* _AUFGABENSTELLUNG_:
Gib aus dem unten folgenden Bericht über die Partnerschaft mit Tambow den Abschnitt von „Unsere Partnerschaften in“ bis „über ihre Erfahrungen.“ wörtlich wieder.

* _BEREITGESTELLTER TEXT_:
Unsere Partnerschaften in aller Welt sind Jahresthema 2022 im Kirchenkreis an Lahn und Dill. Vertreterinnen und Vertreter der entsprechenden kreiskirchlichen Ausschüsse schreiben kleine eindrückliche Geschichten über ihre Erfahrungen.

Aus der Partnerschaft mit der Orthodoxen Diözese von Tambow/ Russland berichtet die stellvertretende Vorsitzende des Osteuropa-Ausschusses, Ursula Küppers:

Es gibt ein Foto, da sitzen sich der orthodoxe Priester Kornelius Heinrich und der evangelische Pfarrer Udo Küppers in der Ikonenwerkstatt von Professor Michail Nikolskij in Tambow gegenüber. Das Ikonenmalen ist für beide eine Ersterfahrung. Konzentriert angespannt betrachtet der eine die nachzubildende Aposteldarstellung, der andere führt mit Vorsicht den Pinsel. Plötzlich höre ich Verse aus unserem Evangelischen Kirchengesangbuch – leise gesprochen, den einen oder anderen Vers auch verhalten gesungen. Beide üben sich in der Erinnerung an Gelerntes oder immer wieder im Gottesdienst mit der Gemeinde Gesungenes. Sie ergänzen sich. Dass Vater Kornelius evangelisch aufgewachsen und konfirmiert worden war und seine Berufung zur Orthodoxie noch als Jugendlicher geschah, das wussten wir. Aber hier geschieht mehr: über der Arbeit am Apostel wächst die Freude am gemeinsamen Lob Gottes. Alles Trennende ist aufgehoben.

* _GEGEBENES MATERIAL_:
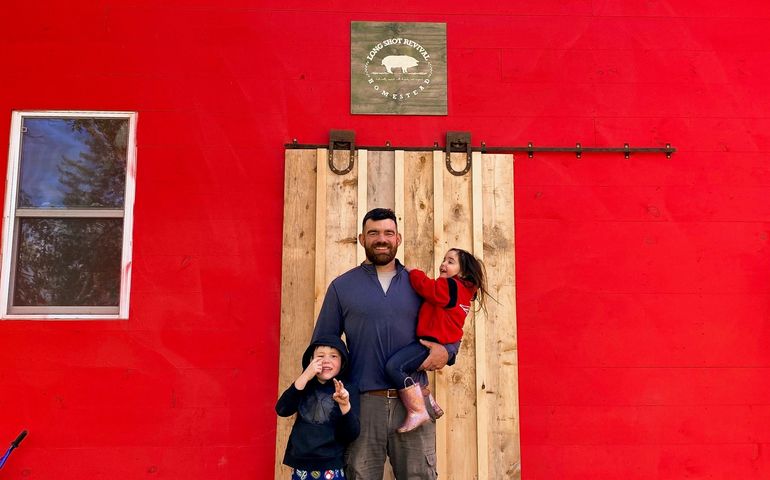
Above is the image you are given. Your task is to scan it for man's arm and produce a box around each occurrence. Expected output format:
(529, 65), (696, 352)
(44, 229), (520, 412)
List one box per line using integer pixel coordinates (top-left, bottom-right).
(418, 340), (460, 371)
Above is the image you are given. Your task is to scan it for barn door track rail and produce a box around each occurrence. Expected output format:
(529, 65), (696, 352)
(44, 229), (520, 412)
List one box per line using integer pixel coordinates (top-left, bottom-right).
(285, 130), (676, 176)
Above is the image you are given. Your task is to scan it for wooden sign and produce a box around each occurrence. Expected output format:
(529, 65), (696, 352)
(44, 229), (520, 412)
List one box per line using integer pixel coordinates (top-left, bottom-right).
(350, 22), (447, 115)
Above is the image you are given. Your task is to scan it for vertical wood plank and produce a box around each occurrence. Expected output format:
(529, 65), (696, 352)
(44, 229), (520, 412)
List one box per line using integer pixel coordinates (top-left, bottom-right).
(437, 153), (478, 480)
(471, 152), (489, 480)
(275, 150), (316, 478)
(393, 150), (407, 263)
(402, 152), (435, 272)
(367, 151), (396, 210)
(356, 150), (369, 264)
(483, 155), (521, 480)
(432, 150), (452, 475)
(313, 148), (328, 322)
(316, 150), (359, 286)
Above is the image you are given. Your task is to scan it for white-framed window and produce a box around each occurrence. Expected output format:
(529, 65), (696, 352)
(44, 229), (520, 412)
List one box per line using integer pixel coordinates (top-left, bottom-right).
(0, 111), (137, 319)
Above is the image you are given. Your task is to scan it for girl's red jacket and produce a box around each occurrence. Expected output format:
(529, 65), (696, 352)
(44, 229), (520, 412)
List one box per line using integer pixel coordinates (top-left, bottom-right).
(409, 268), (476, 343)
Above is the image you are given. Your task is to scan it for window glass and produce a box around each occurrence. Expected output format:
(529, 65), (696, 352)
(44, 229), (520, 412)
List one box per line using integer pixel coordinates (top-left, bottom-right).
(13, 218), (123, 306)
(17, 118), (129, 208)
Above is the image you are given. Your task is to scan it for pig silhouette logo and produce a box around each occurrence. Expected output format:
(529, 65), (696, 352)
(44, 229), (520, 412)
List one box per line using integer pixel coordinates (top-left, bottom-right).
(381, 55), (419, 73)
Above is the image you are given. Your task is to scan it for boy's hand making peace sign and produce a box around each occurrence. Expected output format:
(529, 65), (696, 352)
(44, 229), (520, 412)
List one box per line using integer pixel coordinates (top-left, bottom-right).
(332, 378), (350, 415)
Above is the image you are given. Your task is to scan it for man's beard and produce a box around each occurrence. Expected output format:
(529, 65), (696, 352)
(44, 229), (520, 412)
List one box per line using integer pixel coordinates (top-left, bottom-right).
(364, 243), (398, 266)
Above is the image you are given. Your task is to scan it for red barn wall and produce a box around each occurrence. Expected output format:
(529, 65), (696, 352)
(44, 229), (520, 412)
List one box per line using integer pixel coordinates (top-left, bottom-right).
(0, 0), (770, 480)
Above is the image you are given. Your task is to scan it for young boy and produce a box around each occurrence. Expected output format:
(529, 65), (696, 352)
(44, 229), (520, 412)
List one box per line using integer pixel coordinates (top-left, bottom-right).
(275, 335), (360, 480)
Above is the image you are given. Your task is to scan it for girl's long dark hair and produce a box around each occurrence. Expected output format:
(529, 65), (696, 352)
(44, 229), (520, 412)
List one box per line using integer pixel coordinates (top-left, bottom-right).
(449, 248), (489, 311)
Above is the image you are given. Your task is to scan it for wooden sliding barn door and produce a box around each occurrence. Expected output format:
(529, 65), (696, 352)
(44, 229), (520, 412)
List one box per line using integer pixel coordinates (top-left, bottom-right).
(275, 149), (520, 480)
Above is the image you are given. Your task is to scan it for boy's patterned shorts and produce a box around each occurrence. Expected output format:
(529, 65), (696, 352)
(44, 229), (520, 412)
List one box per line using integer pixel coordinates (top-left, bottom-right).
(291, 468), (345, 480)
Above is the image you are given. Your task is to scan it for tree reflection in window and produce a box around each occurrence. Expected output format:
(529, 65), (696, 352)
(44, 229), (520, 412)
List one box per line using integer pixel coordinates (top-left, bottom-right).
(12, 118), (128, 306)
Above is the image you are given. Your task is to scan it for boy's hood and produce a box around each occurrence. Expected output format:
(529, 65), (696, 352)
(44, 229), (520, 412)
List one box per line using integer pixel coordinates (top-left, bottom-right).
(302, 335), (348, 376)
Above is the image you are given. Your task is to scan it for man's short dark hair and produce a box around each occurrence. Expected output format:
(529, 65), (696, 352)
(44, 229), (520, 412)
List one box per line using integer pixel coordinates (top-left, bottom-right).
(361, 208), (398, 231)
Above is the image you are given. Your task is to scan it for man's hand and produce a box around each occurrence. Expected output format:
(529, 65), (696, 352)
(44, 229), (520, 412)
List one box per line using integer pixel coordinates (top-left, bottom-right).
(418, 340), (449, 371)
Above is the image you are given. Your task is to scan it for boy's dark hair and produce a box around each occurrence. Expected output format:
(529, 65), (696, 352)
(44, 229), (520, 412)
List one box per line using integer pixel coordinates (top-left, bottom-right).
(449, 248), (489, 311)
(361, 208), (398, 231)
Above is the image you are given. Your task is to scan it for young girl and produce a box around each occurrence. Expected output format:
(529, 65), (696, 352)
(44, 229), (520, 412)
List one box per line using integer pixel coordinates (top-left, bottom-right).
(385, 248), (487, 433)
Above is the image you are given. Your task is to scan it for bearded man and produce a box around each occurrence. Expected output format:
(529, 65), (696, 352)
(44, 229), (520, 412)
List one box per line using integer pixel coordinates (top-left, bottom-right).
(313, 208), (460, 480)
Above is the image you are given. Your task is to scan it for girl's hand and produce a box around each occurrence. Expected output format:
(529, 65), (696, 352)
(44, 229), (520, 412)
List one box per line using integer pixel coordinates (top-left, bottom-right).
(332, 378), (350, 415)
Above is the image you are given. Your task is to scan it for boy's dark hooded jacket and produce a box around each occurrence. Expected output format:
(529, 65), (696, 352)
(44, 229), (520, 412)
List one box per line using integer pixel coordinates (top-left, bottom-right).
(275, 335), (360, 470)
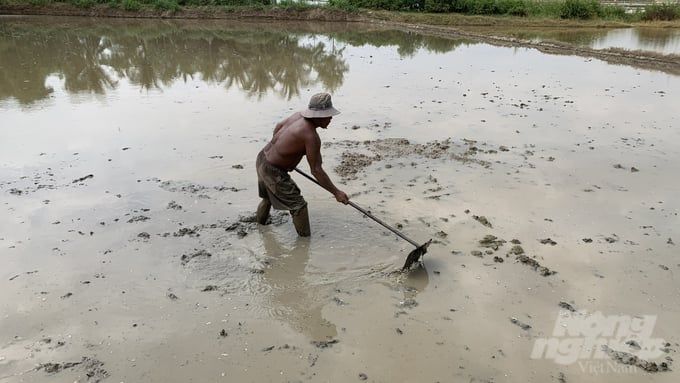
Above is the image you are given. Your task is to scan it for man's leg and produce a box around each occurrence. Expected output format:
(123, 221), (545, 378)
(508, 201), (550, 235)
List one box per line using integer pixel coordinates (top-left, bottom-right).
(290, 205), (312, 237)
(255, 198), (272, 225)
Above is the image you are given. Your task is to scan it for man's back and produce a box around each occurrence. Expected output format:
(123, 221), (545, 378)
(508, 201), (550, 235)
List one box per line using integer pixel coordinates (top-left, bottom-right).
(264, 112), (316, 170)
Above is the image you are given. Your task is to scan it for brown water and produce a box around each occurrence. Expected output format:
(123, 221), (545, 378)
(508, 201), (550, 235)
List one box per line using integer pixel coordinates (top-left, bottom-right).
(0, 18), (680, 382)
(470, 28), (680, 55)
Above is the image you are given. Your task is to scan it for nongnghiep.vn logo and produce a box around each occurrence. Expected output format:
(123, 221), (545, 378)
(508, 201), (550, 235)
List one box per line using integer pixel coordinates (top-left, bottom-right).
(531, 310), (665, 365)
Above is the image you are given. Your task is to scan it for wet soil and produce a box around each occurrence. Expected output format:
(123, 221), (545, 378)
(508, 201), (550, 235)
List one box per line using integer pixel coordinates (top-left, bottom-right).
(0, 16), (680, 383)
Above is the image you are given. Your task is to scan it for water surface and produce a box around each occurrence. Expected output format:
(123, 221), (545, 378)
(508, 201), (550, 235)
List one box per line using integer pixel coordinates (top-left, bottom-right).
(0, 18), (680, 382)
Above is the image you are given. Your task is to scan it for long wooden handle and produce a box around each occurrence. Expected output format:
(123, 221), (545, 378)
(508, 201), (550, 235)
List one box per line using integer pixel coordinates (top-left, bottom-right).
(295, 168), (420, 247)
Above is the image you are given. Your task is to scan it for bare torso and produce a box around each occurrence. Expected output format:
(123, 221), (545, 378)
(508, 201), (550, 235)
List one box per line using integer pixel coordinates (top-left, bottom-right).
(264, 112), (317, 171)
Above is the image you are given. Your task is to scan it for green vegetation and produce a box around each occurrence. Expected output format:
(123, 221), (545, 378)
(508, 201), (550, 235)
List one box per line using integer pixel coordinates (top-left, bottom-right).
(642, 3), (680, 21)
(329, 0), (680, 21)
(0, 0), (680, 24)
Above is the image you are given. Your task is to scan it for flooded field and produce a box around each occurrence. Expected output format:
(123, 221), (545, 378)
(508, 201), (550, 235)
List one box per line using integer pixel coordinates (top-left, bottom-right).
(0, 18), (680, 382)
(471, 28), (680, 55)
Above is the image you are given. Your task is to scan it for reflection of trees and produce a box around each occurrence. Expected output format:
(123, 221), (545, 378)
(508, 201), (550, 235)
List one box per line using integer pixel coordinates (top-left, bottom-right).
(0, 22), (348, 104)
(331, 30), (464, 57)
(0, 19), (470, 104)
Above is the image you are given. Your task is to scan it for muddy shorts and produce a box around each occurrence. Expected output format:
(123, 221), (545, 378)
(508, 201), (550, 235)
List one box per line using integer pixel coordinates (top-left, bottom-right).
(255, 151), (307, 211)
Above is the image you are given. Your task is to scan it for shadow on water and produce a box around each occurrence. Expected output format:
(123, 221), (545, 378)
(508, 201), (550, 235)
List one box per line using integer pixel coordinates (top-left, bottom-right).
(260, 228), (337, 340)
(0, 18), (472, 105)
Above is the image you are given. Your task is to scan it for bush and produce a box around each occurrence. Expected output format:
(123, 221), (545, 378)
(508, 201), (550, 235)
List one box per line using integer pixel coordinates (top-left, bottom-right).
(73, 0), (95, 8)
(328, 0), (359, 12)
(153, 0), (179, 12)
(560, 0), (601, 20)
(123, 0), (141, 11)
(642, 4), (680, 21)
(599, 5), (630, 20)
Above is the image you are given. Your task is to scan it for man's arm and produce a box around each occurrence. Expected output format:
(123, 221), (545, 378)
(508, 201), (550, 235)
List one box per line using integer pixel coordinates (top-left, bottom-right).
(272, 112), (302, 137)
(305, 132), (349, 204)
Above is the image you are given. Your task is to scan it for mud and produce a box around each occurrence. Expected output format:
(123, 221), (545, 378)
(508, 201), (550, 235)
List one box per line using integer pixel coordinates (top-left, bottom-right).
(332, 138), (490, 180)
(602, 346), (670, 373)
(0, 19), (680, 383)
(35, 356), (109, 383)
(515, 254), (557, 277)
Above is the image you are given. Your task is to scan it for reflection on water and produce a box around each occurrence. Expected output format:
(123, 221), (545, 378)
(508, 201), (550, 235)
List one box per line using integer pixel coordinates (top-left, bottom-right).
(261, 228), (337, 340)
(476, 28), (680, 55)
(0, 18), (468, 105)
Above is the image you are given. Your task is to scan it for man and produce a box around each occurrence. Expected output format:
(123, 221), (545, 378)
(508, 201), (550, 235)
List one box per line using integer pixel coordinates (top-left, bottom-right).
(256, 93), (349, 237)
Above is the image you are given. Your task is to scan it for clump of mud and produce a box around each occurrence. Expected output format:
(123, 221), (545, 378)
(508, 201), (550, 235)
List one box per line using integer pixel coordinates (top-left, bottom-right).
(602, 345), (670, 372)
(327, 138), (489, 180)
(515, 254), (557, 277)
(182, 250), (212, 265)
(35, 356), (109, 383)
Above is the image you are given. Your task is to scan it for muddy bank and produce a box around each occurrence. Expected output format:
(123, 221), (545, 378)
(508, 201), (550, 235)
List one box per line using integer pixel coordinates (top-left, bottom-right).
(5, 3), (680, 74)
(0, 3), (364, 21)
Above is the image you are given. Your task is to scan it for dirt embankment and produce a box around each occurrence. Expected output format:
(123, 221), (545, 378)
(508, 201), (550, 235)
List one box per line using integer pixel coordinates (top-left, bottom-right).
(0, 3), (365, 21)
(0, 3), (680, 75)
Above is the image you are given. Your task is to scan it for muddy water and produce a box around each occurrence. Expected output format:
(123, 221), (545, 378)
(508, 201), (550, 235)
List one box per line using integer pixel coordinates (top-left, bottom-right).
(473, 28), (680, 55)
(0, 18), (680, 382)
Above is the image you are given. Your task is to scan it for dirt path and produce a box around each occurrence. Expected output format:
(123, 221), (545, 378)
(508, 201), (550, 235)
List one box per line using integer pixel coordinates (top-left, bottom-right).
(0, 3), (680, 74)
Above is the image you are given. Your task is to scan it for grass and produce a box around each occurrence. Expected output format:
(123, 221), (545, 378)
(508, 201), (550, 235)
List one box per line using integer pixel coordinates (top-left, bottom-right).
(0, 0), (680, 24)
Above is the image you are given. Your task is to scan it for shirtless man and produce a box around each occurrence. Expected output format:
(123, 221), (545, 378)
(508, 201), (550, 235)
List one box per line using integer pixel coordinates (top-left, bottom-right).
(256, 93), (349, 237)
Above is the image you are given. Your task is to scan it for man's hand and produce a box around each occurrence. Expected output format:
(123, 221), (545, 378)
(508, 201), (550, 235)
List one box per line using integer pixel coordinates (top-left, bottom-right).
(335, 190), (349, 205)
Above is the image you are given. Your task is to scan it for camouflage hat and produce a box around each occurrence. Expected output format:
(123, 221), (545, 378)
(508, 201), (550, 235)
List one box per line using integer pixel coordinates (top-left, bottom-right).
(300, 93), (340, 118)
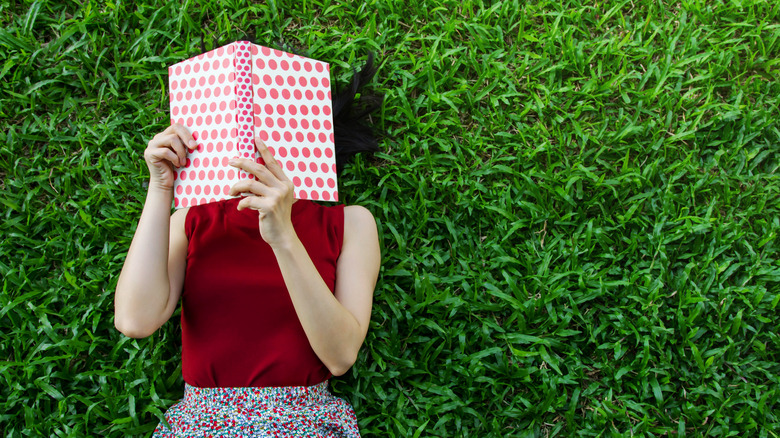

* _LÖSUNG_:
Unsere Partnerschaften in aller Welt sind Jahresthema 2022 im Kirchenkreis an Lahn und Dill. Vertreterinnen und Vertreter der entsprechenden kreiskirchlichen Ausschüsse schreiben kleine eindrückliche Geschichten über ihre Erfahrungen.